VIDEOTAPED STATEMENT

A. Constitutionality of A.R.S. § 13-4252

¶ 4 Section 13-4252 makes a minor’s videotaped pretrial statement admissible if certain requirements are met:2

A. The recording of an oral statement of a minor made before a proceeding begins is admissible into evidence if all of the following are true:
1. No attorney for either party was present when the statement was made.
2. The recording is both visual and aural and is recorded on film or videotape or by other electronic means.
3. Every voice on the recording is identified.
4. The person conducting the interview of the minor in the recording is present at the proceeding and available to testify or be cross-examined by either party.
5. The defendant or the attorney for the defendant is afforded an opportunity to view the recording before it is offered into evidence.
6. The minor is available to testify.
*5877. The recording equipment was capable of making an accurate recording, the operator of the equipment was competent and the recording is accurate and has not been altered.
8. The statement was not made in response to questioning calculated to lead the minor to make a particular statement.
B. If the electronic recording of the oral statement of a minor is admitted into evidence under this section, either party may call the minor to testify and the opposing party may cross-examine the minor.

##############################

• **STATED GOAL 1**
From the excerpt on videotaped statements, extract the stretch from "3. Every voice" through "a particular statement.".
• **STATED GOAL 2**
According to the requirement in the excerpt on videotaped statements that begins "The recording is both visual and aural", list every means by which the recording may be made.

• **DATASET SECTION**
##############################

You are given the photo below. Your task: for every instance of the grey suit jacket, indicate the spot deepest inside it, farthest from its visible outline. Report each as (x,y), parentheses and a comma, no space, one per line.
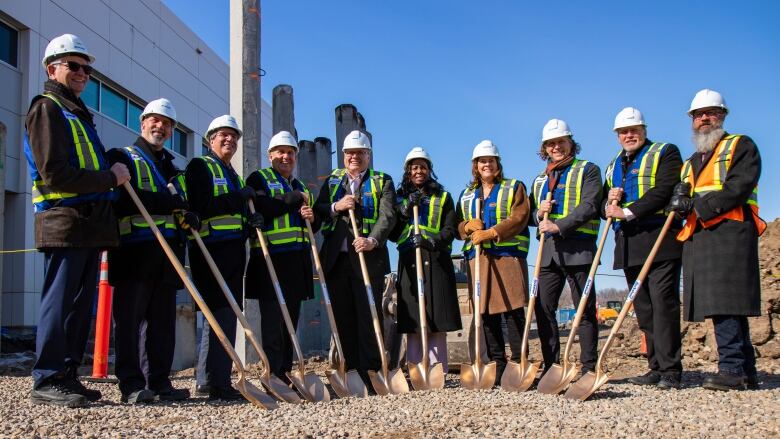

##############################

• **TASK SOLUTION 1**
3. Every voice on the recording is identified.
4. The person conducting the interview of the minor in the recording is present at the proceeding and available to testify or be cross-examined by either party.
5. The defendant or the attorney for the defendant is afforded an opportunity to view the recording before it is offered into evidence.
6. The minor is available to testify.
*5877. The recording equipment was capable of making an accurate recording, the operator of the equipment was competent and the recording is accurate and has not been altered.
8. The statement was not made in response to questioning calculated to lead the minor to make a particular statement.

• **TASK SOLUTION 2**
- Film
- Videotape
- Other electronic means